# How to complete this task
Starting with the line that contains "would you mind locating the spiky", repeat each line exactly through the final line of the listing. No picture should appear in the copy.
◆ ◆ ◆
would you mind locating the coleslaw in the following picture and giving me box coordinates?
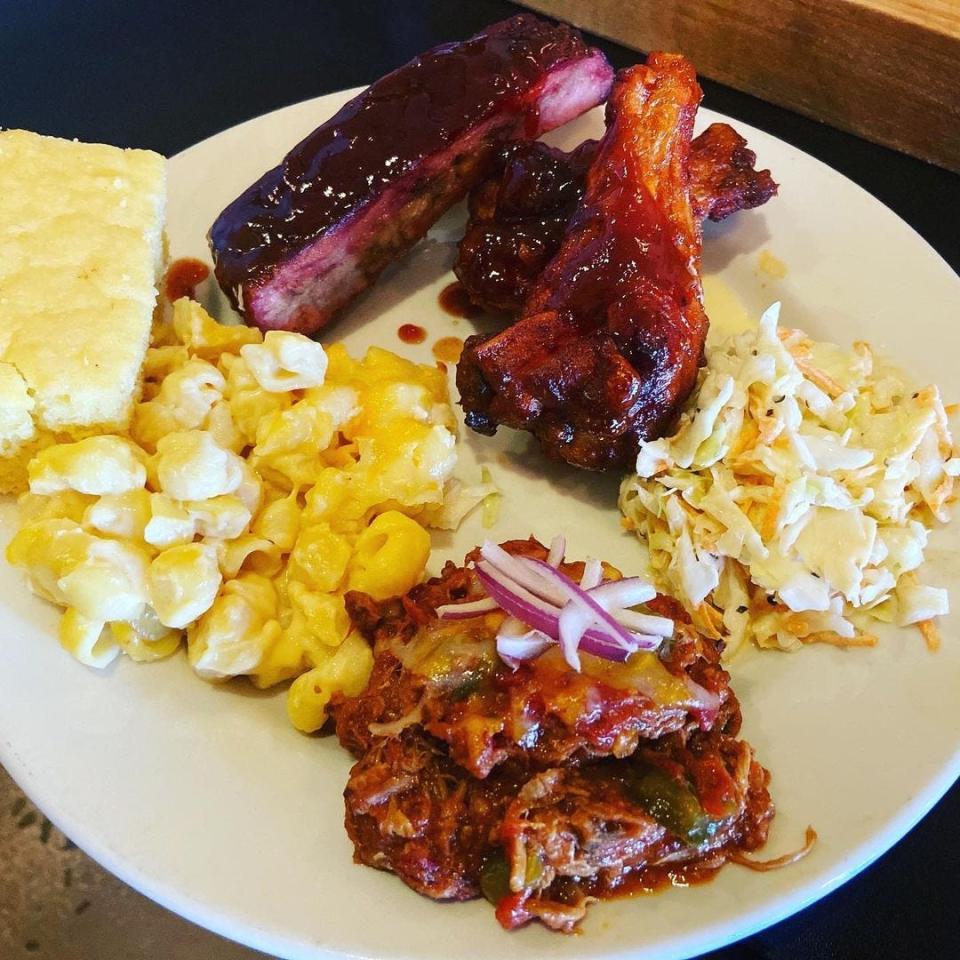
[619,303,959,656]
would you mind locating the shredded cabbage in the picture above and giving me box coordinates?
[619,303,958,655]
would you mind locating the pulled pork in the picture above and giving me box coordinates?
[330,539,774,932]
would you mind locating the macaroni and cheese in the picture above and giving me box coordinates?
[8,298,469,731]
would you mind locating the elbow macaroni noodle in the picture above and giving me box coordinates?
[7,298,461,732]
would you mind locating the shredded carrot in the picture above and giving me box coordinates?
[761,480,784,541]
[777,327,811,353]
[730,826,818,871]
[730,419,758,457]
[696,603,725,640]
[801,631,878,648]
[795,358,845,398]
[945,402,959,417]
[750,588,787,614]
[918,619,940,652]
[747,390,768,426]
[922,385,954,453]
[620,516,635,531]
[736,472,772,487]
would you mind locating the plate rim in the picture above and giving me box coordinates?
[2,86,959,960]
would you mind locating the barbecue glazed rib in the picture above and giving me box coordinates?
[455,123,777,314]
[457,55,711,471]
[331,540,774,932]
[208,15,614,336]
[454,139,597,316]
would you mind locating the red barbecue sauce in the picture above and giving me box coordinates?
[438,281,482,319]
[165,258,210,302]
[432,337,464,363]
[398,323,428,344]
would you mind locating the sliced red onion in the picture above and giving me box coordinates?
[480,541,566,605]
[546,535,565,568]
[496,632,554,669]
[475,564,562,635]
[440,546,670,673]
[580,558,603,590]
[614,607,674,637]
[577,633,636,663]
[496,616,554,669]
[588,578,656,609]
[522,557,648,653]
[481,562,646,655]
[435,596,499,619]
[476,564,642,662]
[440,566,670,639]
[558,602,588,671]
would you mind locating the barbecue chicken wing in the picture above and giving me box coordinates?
[455,123,776,315]
[458,54,709,471]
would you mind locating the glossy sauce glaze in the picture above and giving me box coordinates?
[454,141,596,314]
[455,125,776,317]
[457,57,709,471]
[496,853,724,920]
[208,15,601,298]
[164,257,210,302]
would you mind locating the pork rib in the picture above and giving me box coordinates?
[208,15,614,335]
[457,55,708,471]
[454,123,776,314]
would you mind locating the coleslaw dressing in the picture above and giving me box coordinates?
[702,275,753,347]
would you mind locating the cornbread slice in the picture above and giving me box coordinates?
[0,129,166,493]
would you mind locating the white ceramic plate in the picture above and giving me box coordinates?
[2,89,959,960]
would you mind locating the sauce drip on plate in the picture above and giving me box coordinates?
[438,281,482,319]
[165,258,210,302]
[433,336,464,362]
[398,323,427,344]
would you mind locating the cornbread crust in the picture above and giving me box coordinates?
[0,130,166,493]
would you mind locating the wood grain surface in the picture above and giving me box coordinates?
[517,0,960,172]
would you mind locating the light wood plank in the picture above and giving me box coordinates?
[518,0,960,171]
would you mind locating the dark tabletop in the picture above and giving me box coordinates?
[4,1,960,958]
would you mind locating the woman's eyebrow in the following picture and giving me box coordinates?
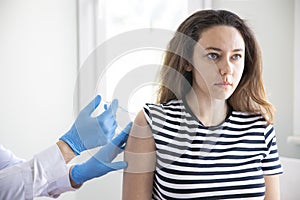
[205,47,222,51]
[232,48,244,52]
[205,47,244,52]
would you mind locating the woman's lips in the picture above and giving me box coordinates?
[215,81,233,88]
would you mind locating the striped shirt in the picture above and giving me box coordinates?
[143,99,283,200]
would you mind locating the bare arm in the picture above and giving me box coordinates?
[122,110,156,200]
[264,175,281,200]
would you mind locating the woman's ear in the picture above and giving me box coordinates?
[185,65,192,72]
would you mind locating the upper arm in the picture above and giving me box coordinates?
[122,110,156,200]
[264,175,281,200]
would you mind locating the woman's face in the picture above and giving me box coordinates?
[188,25,245,100]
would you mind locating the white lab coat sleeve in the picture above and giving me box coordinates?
[0,145,76,199]
[0,145,25,170]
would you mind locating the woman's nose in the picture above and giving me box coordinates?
[219,58,233,75]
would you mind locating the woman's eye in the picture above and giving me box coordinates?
[207,53,219,60]
[232,54,242,60]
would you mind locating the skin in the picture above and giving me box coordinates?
[122,111,156,200]
[185,25,245,127]
[264,175,281,200]
[122,25,280,199]
[56,140,81,188]
[56,140,76,163]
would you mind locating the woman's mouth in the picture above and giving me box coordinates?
[215,81,233,88]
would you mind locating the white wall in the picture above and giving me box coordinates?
[0,0,77,199]
[280,157,300,199]
[294,0,300,137]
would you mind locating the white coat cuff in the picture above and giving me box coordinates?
[34,145,76,197]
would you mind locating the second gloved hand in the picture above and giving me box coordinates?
[60,95,118,155]
[70,122,132,185]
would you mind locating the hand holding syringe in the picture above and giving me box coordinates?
[103,100,136,117]
[102,100,137,132]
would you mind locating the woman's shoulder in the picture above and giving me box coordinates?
[231,110,265,119]
[143,99,185,117]
[229,110,271,127]
[144,99,184,109]
[134,110,148,126]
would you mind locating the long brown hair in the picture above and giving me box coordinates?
[156,9,275,124]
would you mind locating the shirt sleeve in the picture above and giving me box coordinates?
[262,125,283,175]
[0,145,25,170]
[143,103,153,126]
[0,145,76,200]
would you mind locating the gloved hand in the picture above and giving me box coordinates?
[60,95,118,155]
[70,122,132,185]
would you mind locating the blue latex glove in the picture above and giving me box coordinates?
[70,122,132,185]
[60,95,118,155]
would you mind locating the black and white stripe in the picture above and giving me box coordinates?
[144,99,282,200]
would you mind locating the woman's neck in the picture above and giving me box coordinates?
[185,90,229,127]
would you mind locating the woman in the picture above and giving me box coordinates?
[123,10,282,199]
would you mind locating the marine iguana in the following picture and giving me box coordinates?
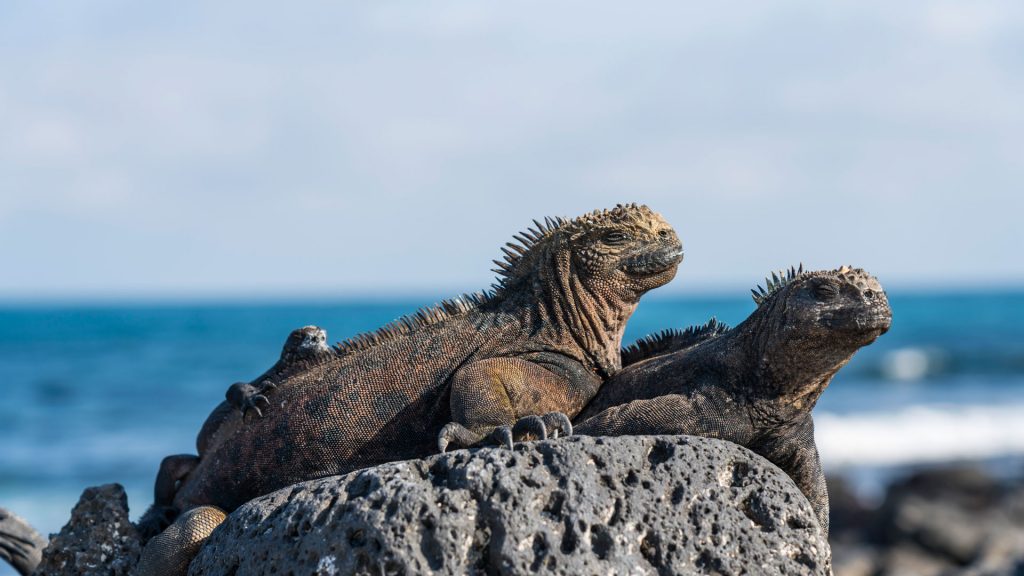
[0,507,47,576]
[133,204,682,574]
[574,265,892,535]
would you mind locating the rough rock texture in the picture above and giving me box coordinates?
[34,483,141,576]
[191,435,829,576]
[829,466,1024,576]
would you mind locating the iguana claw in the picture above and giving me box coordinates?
[487,425,514,450]
[246,397,267,418]
[226,380,275,419]
[437,413,572,454]
[511,415,547,442]
[437,422,478,454]
[436,422,515,452]
[541,412,573,439]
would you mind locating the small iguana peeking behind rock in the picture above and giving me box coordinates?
[136,204,682,574]
[574,265,892,535]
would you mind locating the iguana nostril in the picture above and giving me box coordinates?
[864,290,875,299]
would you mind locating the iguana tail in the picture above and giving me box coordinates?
[136,506,226,576]
[0,507,48,576]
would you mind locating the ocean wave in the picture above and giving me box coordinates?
[816,403,1024,467]
[852,346,1024,382]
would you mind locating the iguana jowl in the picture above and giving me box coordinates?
[574,265,892,535]
[134,204,682,572]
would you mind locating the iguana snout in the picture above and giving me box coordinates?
[802,267,892,341]
[620,244,684,277]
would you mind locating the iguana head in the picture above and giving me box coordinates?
[753,265,891,343]
[748,265,891,409]
[493,203,681,373]
[494,203,682,301]
[566,204,683,299]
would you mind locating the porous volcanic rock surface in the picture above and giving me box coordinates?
[190,435,829,575]
[35,483,141,576]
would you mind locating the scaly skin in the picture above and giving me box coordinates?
[0,507,47,576]
[135,204,682,574]
[574,265,892,536]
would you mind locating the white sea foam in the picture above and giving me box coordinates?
[877,345,961,381]
[816,403,1024,468]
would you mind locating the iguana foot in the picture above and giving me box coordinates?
[511,415,547,441]
[437,423,514,452]
[437,413,573,453]
[225,379,276,418]
[509,412,572,440]
[541,411,573,439]
[437,422,483,453]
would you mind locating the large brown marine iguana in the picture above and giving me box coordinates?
[129,204,682,574]
[574,265,892,535]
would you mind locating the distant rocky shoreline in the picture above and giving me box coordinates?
[828,464,1024,576]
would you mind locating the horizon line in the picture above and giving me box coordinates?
[1,280,1023,308]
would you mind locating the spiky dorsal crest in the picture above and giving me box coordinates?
[334,203,654,357]
[490,215,567,291]
[750,264,876,306]
[750,264,806,305]
[334,292,491,356]
[621,318,731,366]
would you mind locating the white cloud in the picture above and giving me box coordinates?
[0,1,1022,297]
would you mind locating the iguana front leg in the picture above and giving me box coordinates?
[573,394,719,437]
[438,358,578,452]
[136,454,201,541]
[754,415,829,537]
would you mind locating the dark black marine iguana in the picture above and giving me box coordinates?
[126,204,683,575]
[574,265,892,535]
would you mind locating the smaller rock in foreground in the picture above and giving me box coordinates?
[34,483,141,576]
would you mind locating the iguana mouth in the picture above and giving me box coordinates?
[863,314,892,334]
[623,246,684,276]
[822,314,891,337]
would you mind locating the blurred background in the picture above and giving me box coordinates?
[2,2,1023,574]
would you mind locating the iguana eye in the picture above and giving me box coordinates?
[602,231,631,245]
[813,281,839,300]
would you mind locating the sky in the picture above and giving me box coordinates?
[1,1,1022,299]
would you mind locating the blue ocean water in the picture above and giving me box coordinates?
[1,291,1023,548]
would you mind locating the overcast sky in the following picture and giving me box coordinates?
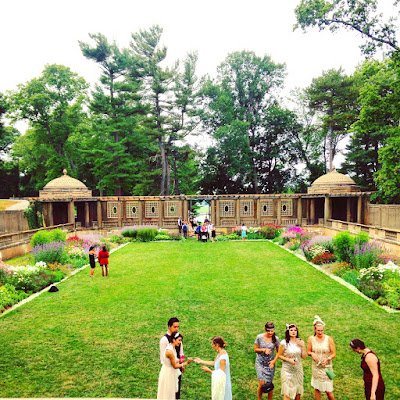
◆ ◆ ◆
# Exercise solution
would you mind locating the spiky dorsal crest in the picture above and giving me box coordinates?
[334,203,654,357]
[490,215,567,291]
[750,264,876,306]
[750,264,806,305]
[334,292,491,356]
[621,318,731,366]
would you mind locating the white cloud in the picture above and giving me box coordinates?
[0,1,1022,297]
would you mind locating the iguana front leg in the picture above and giving me box coordinates?
[573,394,719,437]
[438,358,578,452]
[136,454,201,541]
[754,415,829,537]
would you mind locating the dark black marine iguana in the picture above and giving me box coordinates?
[126,204,683,575]
[574,265,892,535]
would you mind locating the smaller rock in foreground in the picture above and giving me box coordinates?
[34,483,141,576]
would you mind locating the iguana mouth in the picture above and giving me box coordinates?
[863,314,892,334]
[623,246,684,276]
[822,314,891,337]
would you mind locating the blurred background in the picture above and giving me box coordinates?
[2,2,1023,574]
would you mind locating the iguana eye in the picture above and giving me box coordinates?
[602,231,631,245]
[813,281,839,300]
would you mind locating the sky in the picture above and giving me box coordinates?
[1,1,1022,299]
would you mind locating the blue ocean water in the picture above and giving me box coordinates?
[1,291,1023,548]
would you mind locating the overcast sky in the following picture and giving me box coordinates?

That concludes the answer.